Excerpt.
• • • • • • •

The Whirling Dervishes of Damascus

SHEIKH HAMZA SHAKKUR AND THE AL-KINDI ENSEMBLE

Sufi Liturgy of the Great Ummayad Mosque, Damascus, Syria

In this remarkable tour, the noted Islamic classical group Ensemble Al-Kindi join the Whirling Dervishes of Damascus in a spellbinding program of Sufi music and dance from Syria.

The mystic brotherhood of Sunni Muslims known as Sufis embrace the spiritual power of song and movement as essential pathways to an enlightened state of being and thus, to God. Syria’s capital city of Damascus has a 500-year-old tradition of Sufism, yet its sacred repertoire is rarely heard in the West.

• • • • • • •

Extracted entries.
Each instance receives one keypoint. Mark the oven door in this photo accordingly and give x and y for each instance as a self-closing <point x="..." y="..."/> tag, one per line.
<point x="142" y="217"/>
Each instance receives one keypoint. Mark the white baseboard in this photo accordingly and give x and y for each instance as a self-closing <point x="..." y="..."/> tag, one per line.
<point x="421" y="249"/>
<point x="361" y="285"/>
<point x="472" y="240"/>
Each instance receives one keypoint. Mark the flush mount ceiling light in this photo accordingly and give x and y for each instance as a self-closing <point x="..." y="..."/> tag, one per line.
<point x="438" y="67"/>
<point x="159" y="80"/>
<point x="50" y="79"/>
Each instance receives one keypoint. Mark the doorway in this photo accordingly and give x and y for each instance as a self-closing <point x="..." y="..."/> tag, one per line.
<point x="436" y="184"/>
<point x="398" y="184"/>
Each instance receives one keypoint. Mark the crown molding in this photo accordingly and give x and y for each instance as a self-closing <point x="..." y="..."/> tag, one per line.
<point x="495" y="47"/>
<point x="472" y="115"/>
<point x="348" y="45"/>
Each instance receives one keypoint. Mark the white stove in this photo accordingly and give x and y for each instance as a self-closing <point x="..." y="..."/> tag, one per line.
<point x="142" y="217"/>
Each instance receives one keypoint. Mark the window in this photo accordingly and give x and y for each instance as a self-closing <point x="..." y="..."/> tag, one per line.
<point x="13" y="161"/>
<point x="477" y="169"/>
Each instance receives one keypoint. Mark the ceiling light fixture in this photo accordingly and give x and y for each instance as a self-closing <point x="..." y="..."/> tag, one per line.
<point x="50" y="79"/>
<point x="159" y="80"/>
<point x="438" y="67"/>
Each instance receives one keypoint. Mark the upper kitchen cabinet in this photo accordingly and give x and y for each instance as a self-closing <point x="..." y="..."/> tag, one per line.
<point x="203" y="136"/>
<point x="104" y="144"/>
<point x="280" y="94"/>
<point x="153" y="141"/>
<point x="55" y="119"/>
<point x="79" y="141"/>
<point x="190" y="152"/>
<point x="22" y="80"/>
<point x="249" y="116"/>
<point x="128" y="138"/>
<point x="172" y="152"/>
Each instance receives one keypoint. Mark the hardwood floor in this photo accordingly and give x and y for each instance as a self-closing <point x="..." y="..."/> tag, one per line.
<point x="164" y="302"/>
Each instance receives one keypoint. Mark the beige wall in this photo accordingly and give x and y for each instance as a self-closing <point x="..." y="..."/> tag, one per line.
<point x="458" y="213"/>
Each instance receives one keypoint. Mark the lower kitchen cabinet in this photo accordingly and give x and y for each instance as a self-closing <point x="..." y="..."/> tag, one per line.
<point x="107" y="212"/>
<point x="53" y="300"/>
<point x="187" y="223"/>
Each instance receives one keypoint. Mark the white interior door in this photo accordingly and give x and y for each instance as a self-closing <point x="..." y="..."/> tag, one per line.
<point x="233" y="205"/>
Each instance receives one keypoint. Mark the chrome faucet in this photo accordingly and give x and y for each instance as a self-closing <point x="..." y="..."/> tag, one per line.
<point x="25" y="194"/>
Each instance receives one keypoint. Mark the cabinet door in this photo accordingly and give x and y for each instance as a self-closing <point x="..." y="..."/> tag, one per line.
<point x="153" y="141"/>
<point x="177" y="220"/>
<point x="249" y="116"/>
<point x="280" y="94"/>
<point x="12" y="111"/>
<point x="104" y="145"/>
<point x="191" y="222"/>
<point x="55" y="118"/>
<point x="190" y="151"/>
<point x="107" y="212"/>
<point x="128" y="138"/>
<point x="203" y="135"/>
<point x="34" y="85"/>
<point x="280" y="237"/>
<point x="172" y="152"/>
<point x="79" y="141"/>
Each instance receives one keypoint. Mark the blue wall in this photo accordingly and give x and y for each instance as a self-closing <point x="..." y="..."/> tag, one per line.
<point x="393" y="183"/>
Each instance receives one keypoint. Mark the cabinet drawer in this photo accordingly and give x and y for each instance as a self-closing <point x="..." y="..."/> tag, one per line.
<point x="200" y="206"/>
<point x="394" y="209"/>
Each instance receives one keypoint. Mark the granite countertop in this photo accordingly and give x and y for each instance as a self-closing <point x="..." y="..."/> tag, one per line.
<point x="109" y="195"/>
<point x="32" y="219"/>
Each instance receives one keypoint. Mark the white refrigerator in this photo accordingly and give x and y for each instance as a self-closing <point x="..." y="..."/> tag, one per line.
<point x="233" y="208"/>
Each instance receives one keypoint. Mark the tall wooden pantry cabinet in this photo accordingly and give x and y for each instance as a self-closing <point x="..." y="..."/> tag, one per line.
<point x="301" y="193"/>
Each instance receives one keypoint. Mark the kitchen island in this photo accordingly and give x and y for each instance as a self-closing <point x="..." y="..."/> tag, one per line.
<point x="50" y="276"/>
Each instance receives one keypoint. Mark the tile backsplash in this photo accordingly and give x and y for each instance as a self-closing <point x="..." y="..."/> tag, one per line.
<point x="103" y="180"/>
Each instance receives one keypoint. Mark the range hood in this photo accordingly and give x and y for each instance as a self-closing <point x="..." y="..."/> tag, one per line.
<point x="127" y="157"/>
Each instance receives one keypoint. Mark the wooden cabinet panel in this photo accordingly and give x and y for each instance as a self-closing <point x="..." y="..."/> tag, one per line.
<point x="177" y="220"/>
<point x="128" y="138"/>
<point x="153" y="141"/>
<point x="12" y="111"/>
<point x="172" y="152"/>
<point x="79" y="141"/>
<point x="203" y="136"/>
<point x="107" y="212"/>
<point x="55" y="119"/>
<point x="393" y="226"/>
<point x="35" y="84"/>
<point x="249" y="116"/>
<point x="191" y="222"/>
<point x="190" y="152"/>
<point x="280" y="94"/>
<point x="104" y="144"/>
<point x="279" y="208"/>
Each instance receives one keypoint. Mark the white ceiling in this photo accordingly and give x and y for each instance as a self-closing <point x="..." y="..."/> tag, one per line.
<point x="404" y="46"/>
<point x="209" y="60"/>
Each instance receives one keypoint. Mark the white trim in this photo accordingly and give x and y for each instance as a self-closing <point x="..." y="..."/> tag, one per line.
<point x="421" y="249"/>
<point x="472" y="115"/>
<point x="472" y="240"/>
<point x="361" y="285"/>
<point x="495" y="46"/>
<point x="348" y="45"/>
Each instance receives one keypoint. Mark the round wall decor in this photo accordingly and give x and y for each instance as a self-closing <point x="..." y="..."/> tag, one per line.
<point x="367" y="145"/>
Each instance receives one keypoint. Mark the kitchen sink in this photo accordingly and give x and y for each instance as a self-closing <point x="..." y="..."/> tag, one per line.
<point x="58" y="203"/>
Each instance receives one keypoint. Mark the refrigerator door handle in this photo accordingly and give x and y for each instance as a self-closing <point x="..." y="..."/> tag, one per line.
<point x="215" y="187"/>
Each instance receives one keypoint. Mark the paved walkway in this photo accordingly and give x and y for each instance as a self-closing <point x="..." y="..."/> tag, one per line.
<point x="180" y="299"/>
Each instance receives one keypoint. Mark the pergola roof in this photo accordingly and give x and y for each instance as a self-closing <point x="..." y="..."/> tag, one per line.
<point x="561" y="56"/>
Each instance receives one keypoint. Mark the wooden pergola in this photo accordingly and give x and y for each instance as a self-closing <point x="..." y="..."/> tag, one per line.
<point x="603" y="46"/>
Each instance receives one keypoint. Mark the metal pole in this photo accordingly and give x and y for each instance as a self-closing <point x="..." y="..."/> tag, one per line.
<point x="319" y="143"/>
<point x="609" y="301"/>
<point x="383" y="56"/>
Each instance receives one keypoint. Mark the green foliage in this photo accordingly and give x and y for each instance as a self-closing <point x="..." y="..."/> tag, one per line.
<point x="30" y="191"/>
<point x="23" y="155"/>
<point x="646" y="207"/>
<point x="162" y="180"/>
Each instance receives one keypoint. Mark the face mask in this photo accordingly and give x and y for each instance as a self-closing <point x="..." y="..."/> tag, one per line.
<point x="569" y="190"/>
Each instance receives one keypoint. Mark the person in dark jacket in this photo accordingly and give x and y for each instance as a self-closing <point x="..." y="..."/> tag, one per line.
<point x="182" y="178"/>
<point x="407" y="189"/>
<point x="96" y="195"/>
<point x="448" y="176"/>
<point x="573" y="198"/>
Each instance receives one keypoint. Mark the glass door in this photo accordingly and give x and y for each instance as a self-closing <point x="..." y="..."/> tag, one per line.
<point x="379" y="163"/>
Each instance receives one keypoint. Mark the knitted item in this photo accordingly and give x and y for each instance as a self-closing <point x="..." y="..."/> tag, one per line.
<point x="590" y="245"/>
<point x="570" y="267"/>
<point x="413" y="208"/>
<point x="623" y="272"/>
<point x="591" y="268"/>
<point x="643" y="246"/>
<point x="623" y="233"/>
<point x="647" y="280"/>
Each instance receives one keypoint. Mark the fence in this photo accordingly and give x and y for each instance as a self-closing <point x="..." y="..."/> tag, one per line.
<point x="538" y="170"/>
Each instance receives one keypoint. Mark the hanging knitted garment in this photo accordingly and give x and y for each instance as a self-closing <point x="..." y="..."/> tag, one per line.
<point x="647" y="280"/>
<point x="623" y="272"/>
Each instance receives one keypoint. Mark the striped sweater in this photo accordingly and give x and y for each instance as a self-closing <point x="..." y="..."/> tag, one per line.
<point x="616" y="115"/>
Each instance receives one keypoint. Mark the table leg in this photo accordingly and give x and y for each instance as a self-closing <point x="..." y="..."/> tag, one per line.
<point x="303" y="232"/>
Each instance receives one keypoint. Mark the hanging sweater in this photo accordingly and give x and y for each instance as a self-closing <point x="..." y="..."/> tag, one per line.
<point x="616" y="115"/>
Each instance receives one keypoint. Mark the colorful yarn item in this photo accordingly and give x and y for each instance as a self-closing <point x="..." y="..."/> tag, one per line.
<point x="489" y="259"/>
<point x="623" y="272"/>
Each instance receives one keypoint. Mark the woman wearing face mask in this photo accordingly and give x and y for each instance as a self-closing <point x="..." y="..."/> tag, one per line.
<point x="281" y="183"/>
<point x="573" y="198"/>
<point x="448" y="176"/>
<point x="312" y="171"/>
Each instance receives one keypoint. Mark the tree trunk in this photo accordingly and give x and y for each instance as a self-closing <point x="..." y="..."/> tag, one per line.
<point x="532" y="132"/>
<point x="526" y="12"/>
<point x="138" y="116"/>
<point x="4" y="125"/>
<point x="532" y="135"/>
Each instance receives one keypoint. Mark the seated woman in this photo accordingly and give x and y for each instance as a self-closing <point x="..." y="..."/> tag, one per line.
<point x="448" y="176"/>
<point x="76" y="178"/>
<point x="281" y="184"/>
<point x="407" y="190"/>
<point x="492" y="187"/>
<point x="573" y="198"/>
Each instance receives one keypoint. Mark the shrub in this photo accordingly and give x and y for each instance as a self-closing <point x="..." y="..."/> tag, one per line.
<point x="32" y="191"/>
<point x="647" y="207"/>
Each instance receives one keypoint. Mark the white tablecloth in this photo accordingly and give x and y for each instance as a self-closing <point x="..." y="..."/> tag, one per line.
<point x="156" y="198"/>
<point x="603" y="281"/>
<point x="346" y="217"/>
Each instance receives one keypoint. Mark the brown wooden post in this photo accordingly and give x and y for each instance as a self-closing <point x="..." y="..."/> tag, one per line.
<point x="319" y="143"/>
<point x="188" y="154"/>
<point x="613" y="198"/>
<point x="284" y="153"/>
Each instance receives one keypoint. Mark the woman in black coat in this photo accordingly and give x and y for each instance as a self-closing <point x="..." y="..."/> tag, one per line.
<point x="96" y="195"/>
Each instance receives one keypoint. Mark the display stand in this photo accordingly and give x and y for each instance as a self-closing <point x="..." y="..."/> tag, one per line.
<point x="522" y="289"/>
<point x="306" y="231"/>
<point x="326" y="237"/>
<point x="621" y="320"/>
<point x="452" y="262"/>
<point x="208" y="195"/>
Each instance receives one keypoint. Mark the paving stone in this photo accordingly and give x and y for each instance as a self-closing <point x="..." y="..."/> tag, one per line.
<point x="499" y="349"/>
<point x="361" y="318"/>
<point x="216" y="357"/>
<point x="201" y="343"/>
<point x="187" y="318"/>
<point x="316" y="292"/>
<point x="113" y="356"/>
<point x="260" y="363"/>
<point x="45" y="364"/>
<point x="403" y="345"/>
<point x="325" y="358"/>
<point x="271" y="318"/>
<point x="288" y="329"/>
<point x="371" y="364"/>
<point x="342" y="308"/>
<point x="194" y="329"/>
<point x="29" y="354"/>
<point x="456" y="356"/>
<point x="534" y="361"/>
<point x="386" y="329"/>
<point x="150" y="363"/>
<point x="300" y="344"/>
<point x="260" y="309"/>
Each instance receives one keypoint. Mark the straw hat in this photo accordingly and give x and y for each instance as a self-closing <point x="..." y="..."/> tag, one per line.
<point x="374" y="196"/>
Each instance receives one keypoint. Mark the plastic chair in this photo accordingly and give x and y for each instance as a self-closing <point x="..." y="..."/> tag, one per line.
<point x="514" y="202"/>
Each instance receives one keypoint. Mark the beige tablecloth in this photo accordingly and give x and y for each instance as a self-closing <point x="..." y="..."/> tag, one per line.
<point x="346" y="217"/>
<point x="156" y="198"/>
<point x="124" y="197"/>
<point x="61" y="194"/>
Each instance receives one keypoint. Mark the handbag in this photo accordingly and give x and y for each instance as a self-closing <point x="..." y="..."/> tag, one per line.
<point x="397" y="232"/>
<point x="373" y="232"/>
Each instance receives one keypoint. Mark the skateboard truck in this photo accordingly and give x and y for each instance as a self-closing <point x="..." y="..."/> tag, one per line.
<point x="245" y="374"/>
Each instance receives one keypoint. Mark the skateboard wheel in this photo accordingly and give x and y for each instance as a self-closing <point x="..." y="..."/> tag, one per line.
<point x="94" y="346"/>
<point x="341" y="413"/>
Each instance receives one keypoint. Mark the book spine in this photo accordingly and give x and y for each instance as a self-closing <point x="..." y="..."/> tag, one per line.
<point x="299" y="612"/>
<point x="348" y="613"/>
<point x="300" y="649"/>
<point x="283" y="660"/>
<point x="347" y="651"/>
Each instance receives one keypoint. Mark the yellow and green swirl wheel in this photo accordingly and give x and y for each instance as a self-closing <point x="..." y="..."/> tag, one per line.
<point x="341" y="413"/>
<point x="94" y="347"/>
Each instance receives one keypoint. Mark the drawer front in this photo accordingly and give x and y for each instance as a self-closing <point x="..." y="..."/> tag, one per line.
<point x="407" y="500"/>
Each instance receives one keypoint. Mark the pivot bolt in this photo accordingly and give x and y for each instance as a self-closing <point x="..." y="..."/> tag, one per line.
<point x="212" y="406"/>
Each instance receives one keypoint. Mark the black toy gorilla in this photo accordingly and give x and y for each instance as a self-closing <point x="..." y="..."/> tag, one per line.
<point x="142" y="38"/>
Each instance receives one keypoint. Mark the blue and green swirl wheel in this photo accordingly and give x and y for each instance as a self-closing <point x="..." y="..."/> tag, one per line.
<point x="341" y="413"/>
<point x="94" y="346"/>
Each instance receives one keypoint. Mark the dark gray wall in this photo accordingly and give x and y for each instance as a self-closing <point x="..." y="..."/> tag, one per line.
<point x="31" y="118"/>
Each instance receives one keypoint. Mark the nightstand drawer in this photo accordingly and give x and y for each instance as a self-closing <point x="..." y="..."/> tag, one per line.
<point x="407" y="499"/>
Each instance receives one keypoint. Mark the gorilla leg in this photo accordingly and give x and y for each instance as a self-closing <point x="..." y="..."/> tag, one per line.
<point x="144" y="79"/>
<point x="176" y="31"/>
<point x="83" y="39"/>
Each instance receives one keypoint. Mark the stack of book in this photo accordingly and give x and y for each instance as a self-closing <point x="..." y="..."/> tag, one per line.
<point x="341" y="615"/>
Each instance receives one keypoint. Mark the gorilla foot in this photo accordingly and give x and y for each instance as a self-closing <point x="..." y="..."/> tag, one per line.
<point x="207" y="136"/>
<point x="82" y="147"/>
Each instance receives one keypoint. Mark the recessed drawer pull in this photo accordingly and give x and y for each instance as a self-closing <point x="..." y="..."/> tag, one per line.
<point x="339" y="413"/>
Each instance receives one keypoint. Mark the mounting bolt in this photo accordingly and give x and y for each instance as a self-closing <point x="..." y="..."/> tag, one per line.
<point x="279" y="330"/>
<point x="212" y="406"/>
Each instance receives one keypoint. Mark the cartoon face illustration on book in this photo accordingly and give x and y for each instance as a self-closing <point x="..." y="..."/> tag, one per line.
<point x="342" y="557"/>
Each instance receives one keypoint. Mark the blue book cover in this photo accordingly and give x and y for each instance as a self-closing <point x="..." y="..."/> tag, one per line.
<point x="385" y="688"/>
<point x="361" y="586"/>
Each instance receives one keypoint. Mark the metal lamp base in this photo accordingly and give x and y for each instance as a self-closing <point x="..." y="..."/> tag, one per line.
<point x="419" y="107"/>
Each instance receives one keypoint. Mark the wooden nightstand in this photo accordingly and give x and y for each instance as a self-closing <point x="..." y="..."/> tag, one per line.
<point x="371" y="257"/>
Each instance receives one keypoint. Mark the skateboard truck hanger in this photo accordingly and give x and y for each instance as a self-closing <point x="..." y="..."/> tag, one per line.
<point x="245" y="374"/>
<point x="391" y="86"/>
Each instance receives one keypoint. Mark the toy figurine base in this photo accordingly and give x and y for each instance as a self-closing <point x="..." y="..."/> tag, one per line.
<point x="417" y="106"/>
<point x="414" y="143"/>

• • • • • • •

Description of the task. According to the text about the Whirling Dervishes of Damascus, how old is the tradition of Sufism in Syria's capital city?

Completed task. 500 years old